#### Directions for this task:
Give back the line in the listing below that contains "the person in" and all remaining lines, retyped exactly, through the last line.

● ● ● ●

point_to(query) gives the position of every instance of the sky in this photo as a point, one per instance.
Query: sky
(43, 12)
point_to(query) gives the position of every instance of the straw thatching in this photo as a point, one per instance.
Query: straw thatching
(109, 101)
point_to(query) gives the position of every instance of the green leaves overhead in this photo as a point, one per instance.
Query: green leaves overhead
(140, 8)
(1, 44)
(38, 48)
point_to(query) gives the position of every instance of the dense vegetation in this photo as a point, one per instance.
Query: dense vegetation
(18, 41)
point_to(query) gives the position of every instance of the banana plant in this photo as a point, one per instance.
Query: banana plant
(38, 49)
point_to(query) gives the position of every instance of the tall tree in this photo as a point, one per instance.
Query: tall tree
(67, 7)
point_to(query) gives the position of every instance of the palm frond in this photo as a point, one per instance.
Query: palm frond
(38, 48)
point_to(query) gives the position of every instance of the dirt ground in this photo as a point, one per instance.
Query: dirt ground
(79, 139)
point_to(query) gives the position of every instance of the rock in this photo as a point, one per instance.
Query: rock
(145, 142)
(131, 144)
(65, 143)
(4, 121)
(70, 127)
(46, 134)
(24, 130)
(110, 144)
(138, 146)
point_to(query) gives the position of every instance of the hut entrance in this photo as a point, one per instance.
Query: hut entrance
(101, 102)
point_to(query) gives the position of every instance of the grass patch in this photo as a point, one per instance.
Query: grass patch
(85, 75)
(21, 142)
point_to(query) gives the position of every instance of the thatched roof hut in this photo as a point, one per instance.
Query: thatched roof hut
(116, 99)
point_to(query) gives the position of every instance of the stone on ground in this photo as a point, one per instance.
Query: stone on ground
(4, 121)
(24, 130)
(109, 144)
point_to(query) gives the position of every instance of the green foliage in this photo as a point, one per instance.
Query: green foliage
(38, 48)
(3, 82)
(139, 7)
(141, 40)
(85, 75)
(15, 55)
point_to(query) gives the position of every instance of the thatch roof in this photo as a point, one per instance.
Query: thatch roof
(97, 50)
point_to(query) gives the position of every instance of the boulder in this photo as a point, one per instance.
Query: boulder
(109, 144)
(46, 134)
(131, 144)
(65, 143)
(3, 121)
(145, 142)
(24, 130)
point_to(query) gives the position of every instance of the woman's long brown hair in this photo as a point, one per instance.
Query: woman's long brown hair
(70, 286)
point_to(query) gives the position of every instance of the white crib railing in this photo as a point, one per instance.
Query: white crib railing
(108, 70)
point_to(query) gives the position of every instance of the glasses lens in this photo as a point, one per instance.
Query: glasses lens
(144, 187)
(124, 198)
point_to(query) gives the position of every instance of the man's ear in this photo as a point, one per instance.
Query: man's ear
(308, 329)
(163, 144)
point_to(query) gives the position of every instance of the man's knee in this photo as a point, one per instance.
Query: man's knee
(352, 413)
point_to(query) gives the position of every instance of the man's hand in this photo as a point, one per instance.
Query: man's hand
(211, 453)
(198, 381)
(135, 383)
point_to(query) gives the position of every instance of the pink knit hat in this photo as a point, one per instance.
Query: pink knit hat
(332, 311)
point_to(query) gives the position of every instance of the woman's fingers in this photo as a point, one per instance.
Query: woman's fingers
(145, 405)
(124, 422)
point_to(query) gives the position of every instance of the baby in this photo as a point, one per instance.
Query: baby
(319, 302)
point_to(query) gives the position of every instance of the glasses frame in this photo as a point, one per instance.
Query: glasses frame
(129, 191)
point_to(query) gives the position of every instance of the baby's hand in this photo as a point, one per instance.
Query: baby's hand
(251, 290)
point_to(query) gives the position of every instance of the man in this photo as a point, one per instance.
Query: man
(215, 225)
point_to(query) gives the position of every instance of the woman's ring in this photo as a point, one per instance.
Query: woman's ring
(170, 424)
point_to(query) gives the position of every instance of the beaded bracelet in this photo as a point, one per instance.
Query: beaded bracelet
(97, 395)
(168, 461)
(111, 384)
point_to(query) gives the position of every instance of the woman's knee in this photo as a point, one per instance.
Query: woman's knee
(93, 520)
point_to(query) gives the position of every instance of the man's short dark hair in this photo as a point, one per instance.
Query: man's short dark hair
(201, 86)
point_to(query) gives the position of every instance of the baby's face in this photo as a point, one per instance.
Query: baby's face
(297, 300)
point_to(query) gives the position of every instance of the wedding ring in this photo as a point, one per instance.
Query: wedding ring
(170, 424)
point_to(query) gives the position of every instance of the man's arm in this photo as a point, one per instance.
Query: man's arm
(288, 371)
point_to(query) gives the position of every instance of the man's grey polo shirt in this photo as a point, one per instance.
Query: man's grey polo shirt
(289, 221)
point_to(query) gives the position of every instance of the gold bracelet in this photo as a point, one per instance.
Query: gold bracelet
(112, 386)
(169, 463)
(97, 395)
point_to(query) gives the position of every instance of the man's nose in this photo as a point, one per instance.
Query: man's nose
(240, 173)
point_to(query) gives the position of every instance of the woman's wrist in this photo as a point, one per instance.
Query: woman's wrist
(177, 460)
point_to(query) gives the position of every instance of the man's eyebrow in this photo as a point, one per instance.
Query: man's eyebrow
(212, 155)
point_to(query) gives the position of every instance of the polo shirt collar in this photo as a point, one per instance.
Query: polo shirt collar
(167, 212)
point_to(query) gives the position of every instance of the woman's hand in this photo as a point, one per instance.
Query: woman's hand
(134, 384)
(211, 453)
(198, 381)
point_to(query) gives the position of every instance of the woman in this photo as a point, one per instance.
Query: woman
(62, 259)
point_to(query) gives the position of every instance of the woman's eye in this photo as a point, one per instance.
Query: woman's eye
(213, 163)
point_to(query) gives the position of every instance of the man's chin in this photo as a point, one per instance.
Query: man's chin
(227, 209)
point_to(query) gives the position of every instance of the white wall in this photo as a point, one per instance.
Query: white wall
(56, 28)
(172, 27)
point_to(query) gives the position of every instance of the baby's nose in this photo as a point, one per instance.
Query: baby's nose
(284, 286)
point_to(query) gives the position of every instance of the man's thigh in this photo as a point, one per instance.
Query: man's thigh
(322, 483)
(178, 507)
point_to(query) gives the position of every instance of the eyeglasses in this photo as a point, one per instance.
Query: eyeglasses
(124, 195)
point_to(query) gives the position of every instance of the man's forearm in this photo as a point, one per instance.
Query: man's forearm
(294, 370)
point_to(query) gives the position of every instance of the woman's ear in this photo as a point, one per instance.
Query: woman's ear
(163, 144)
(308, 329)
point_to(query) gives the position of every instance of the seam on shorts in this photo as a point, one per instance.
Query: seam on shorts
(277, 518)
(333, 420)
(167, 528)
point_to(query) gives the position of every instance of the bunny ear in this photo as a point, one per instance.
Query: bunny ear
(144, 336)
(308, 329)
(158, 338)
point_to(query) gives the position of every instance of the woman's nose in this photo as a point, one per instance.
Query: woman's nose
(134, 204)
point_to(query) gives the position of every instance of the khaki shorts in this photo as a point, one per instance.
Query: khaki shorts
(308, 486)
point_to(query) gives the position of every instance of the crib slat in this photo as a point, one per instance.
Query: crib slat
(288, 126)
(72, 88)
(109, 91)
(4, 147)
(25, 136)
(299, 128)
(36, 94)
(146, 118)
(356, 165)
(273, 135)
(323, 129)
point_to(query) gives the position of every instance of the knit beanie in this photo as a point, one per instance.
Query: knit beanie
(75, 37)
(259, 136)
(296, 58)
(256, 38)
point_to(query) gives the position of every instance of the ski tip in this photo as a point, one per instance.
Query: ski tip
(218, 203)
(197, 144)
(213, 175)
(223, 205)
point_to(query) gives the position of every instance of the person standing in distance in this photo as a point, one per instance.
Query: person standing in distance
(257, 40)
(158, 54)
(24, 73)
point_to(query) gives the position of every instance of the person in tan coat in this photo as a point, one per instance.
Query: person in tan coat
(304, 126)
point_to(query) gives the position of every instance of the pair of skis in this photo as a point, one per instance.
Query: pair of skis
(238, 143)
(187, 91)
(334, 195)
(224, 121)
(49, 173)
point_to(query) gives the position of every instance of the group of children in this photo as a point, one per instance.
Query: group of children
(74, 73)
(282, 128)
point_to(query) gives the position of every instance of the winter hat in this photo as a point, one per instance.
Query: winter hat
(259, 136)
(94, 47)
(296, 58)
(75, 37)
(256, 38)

● ● ● ●

#### Result:
point_to(query) gives the position of every instance of the person in tan coat in this photo as a point, one per instance.
Query: person in tan coat
(304, 126)
point_to(query) gives the position of every instance of the pair of skis in this photo as a point, one per instance.
Query: pair of skis
(238, 143)
(187, 91)
(334, 195)
(224, 121)
(49, 173)
point_to(query) gives the position of every instance of the group of children in this photo as a point, one per instance.
Query: group of children
(74, 73)
(282, 128)
point_to(query) gives the position of every instance of the winter hat in this photo as a point, one per instance.
Query: winter hat
(259, 136)
(94, 47)
(296, 58)
(75, 37)
(256, 38)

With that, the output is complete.